▶ Your objective:
Once the line with "Can you tell me where the runner on the left, trailing" is found in the data, output it and each following line exactly, up to and including the line with "Can you tell me where the meadow", and nothing before or after.

++++++++

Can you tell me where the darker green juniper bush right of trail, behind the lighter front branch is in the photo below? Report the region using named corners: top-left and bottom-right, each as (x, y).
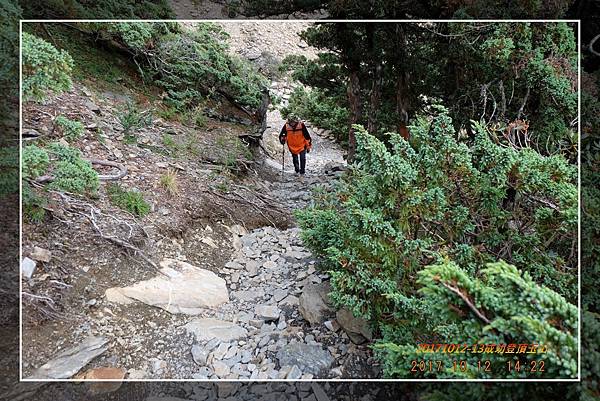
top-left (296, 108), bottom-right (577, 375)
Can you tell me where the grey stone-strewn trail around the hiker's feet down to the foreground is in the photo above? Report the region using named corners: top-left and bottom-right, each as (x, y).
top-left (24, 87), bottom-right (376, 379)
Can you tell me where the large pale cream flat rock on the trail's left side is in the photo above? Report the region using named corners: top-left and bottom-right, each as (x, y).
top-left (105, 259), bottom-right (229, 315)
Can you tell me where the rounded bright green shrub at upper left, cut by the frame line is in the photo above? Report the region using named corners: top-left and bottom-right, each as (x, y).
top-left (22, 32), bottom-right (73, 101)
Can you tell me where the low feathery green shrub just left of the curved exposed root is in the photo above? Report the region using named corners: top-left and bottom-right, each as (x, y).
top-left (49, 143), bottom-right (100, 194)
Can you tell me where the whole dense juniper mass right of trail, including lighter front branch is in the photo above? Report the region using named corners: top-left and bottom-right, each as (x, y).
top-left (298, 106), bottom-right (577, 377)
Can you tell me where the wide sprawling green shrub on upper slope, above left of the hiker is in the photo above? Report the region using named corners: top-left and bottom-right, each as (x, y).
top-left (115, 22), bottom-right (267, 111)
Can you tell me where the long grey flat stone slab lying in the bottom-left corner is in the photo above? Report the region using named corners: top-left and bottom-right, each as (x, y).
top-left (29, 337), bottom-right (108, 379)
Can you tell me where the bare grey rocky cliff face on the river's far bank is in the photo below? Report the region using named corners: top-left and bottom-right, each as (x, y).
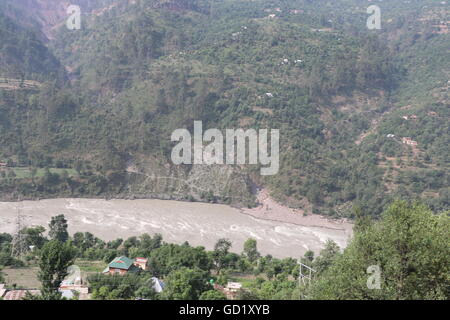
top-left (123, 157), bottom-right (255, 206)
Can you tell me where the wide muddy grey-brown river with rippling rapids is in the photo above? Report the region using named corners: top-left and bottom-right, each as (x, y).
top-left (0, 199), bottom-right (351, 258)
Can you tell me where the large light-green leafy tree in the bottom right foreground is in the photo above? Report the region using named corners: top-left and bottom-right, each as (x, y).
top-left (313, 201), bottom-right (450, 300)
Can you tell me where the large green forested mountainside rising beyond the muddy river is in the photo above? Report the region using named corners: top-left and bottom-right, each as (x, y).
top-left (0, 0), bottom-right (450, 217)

++++++++

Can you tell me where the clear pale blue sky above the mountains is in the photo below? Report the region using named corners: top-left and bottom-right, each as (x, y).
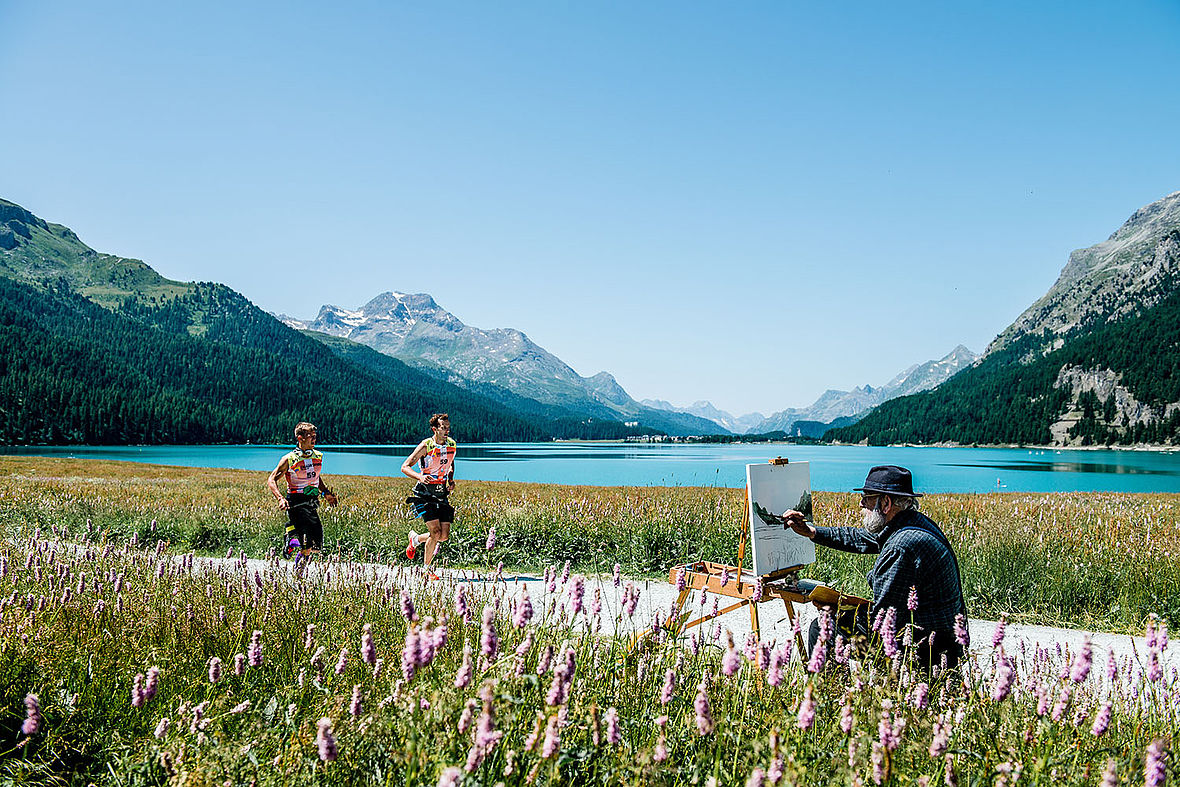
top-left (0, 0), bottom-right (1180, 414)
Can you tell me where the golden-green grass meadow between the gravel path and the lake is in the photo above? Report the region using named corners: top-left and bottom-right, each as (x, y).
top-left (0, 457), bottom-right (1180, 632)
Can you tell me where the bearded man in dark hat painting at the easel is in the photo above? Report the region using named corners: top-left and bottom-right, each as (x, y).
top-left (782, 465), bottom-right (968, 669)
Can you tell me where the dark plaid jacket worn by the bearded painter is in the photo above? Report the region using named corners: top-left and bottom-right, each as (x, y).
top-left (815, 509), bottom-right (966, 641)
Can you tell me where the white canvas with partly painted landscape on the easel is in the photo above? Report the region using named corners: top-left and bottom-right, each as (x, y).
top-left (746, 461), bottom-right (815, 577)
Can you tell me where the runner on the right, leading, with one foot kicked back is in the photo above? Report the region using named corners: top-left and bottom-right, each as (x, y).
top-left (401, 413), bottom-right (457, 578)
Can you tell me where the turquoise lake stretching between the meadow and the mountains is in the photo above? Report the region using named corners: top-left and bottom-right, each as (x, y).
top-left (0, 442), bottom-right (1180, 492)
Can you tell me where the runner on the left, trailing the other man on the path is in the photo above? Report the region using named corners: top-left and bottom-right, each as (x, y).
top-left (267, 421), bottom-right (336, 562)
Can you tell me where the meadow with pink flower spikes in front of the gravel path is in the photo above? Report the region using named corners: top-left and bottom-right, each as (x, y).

++++++++

▶ Task solution:
Can you tell me where the runner on the left, trailing the other man on the path is in the photo above? Report the region using named corners: top-left and bottom-right, each as (x, y).
top-left (267, 421), bottom-right (336, 562)
Can you tell me where the meadow with pink flower spikes in front of the gravel path is in the photo above? Report the region using named corners: top-left and bottom-right, each as (x, y).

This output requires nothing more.